AIM:
Rescale everything from the line containing "white flag in this photo." down to the end of the items, both included. Write those lines out again, requests included, with each point coordinate in the answers multiplied by 2.6 and rounded to a whole number (halves round up), and leave the pictures out.

LISTED ENTRIES:
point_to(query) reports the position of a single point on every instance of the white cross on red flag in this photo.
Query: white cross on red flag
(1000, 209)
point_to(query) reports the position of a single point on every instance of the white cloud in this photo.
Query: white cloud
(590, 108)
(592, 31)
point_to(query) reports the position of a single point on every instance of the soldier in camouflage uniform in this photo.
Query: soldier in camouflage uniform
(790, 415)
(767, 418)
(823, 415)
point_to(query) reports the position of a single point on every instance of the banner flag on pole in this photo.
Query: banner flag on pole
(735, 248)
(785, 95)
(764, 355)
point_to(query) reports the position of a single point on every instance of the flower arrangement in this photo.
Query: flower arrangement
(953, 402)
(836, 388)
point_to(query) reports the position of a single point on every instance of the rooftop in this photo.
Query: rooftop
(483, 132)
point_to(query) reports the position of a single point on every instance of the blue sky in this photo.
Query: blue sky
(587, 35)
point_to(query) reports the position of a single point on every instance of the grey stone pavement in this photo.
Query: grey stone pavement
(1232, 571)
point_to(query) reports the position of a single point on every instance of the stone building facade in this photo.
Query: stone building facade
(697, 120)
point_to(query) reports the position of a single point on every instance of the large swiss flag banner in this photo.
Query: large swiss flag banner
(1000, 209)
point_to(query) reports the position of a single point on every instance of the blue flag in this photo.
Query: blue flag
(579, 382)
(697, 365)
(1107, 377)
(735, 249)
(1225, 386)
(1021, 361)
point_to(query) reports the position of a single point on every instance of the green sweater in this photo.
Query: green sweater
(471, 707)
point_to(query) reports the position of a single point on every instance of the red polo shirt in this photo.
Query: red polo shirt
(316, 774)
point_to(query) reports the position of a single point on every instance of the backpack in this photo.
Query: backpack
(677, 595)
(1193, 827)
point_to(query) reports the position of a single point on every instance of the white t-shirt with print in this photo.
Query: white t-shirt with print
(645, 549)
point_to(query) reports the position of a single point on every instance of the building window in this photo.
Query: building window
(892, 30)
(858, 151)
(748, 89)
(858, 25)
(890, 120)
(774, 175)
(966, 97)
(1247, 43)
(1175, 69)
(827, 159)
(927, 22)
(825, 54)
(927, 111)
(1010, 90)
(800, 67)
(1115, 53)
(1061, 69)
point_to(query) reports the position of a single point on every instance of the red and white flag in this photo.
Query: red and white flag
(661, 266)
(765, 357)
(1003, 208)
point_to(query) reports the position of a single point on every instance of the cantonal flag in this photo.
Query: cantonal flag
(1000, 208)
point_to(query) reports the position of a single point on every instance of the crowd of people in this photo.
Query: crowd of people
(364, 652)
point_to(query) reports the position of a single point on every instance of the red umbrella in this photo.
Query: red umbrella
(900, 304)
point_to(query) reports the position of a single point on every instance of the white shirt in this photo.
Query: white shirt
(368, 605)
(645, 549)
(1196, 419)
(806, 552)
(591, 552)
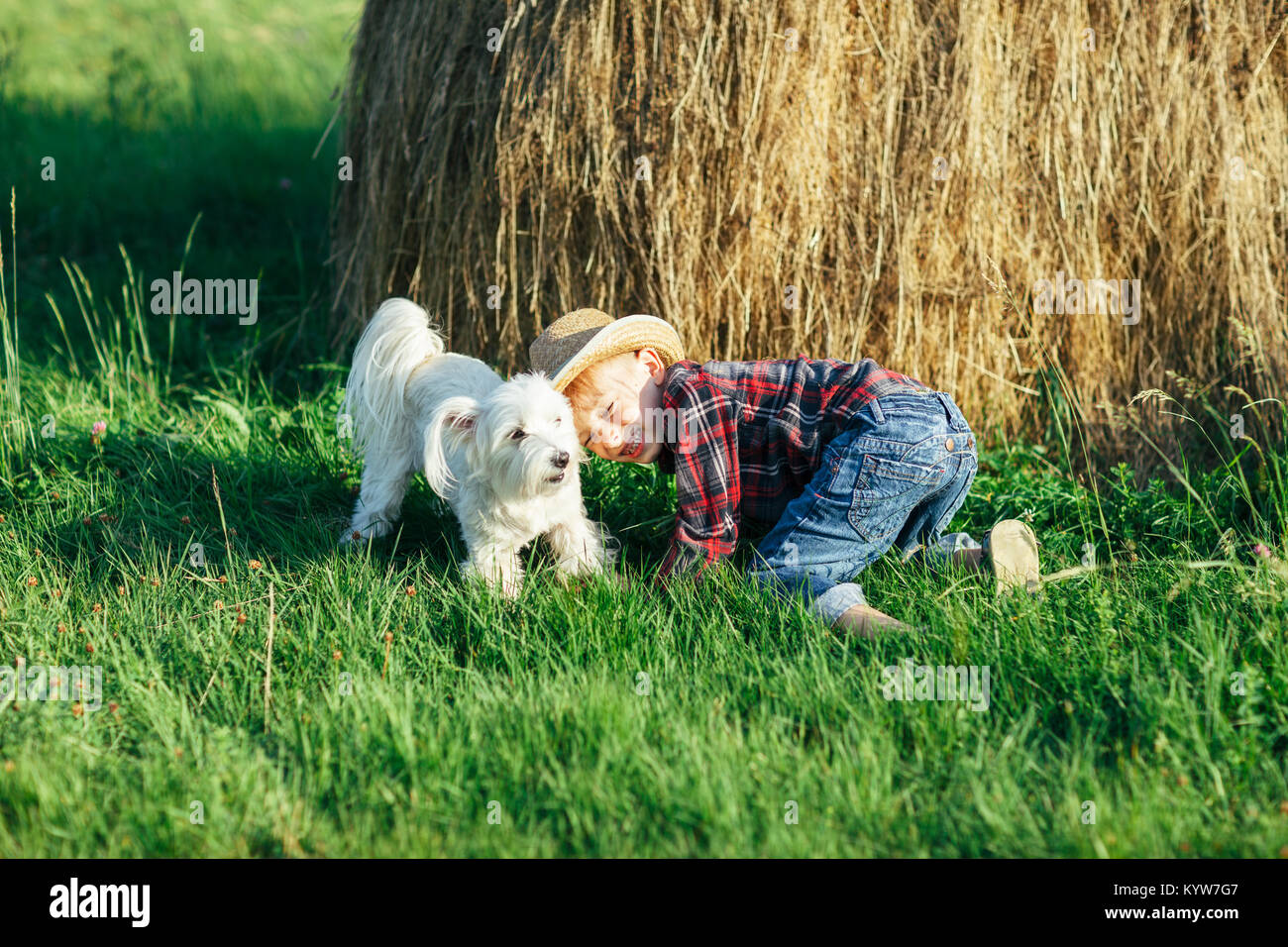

SOLUTION FOR THIS EXERCISE:
point_to(query) reports the position of a single point on every instance of the red and white flag in this photo.
Query: red and white flag
(1719, 692)
(1989, 928)
(2608, 541)
point_to(query) reports the position of a single point on every instance of the cantonal flag in this photo.
Query: cantonal flag
(2600, 541)
point_to(query) reports the position of a single point on every instance of the crowd of people in this photo.
Query: crowd of people
(946, 1695)
point_to(query) reports the position of a single point on every instance of the red umbrella in this photo.
Query: red umbrella
(2340, 790)
point_to(query) reports the position of a single point on every instance of the white shirt in this photo.
Query: white shirt
(957, 1573)
(1677, 1427)
(3110, 1089)
(2096, 1435)
(1537, 1435)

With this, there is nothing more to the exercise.